INSTRUCTIONS TO FOLLOW: Check every line below for the word "plastic" and give only the number of lines where it appears.

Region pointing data
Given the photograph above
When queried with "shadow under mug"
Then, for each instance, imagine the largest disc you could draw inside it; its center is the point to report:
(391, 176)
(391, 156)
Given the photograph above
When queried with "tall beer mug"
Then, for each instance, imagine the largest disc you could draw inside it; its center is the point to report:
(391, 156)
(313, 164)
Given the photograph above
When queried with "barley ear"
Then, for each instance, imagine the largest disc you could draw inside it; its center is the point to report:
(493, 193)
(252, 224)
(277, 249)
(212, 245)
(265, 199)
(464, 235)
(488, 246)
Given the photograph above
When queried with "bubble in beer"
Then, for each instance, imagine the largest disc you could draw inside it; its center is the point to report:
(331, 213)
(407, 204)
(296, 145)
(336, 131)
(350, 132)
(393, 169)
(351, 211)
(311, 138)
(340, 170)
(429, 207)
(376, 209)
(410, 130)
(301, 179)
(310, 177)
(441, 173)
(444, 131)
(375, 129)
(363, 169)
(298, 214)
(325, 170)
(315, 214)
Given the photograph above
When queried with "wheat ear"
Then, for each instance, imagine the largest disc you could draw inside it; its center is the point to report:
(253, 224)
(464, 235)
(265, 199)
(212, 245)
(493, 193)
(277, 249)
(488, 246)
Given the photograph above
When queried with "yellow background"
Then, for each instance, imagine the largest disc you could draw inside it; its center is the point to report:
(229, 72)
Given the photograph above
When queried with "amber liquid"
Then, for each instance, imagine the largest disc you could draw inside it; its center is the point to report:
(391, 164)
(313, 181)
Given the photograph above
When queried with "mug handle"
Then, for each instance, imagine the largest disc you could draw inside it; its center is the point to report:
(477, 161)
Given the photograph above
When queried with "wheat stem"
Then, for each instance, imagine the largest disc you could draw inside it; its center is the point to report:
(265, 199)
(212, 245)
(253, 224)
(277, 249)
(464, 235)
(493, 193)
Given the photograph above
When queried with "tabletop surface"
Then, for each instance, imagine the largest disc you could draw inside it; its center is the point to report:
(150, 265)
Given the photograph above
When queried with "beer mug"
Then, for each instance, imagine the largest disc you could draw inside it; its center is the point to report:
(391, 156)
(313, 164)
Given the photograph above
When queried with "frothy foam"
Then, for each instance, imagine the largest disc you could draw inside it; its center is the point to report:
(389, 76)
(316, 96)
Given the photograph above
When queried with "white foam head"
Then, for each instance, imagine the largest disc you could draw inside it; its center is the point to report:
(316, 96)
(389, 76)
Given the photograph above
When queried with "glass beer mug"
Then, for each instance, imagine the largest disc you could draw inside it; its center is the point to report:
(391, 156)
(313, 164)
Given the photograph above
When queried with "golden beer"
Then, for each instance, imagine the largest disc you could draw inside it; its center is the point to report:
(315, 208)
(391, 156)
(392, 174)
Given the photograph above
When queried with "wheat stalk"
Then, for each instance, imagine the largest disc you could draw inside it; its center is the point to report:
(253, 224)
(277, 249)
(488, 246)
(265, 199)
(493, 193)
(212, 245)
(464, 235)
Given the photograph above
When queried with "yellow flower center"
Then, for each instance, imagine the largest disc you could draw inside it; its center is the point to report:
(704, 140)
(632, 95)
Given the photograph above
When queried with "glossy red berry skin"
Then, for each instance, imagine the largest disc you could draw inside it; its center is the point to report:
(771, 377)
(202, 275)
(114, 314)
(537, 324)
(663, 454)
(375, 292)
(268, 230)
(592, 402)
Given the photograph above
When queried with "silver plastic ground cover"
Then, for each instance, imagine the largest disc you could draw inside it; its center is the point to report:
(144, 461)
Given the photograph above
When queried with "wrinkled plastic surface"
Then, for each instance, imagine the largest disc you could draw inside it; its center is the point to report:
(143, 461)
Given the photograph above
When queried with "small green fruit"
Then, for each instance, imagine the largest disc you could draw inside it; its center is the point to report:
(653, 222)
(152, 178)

EXPECTED OUTPUT: 2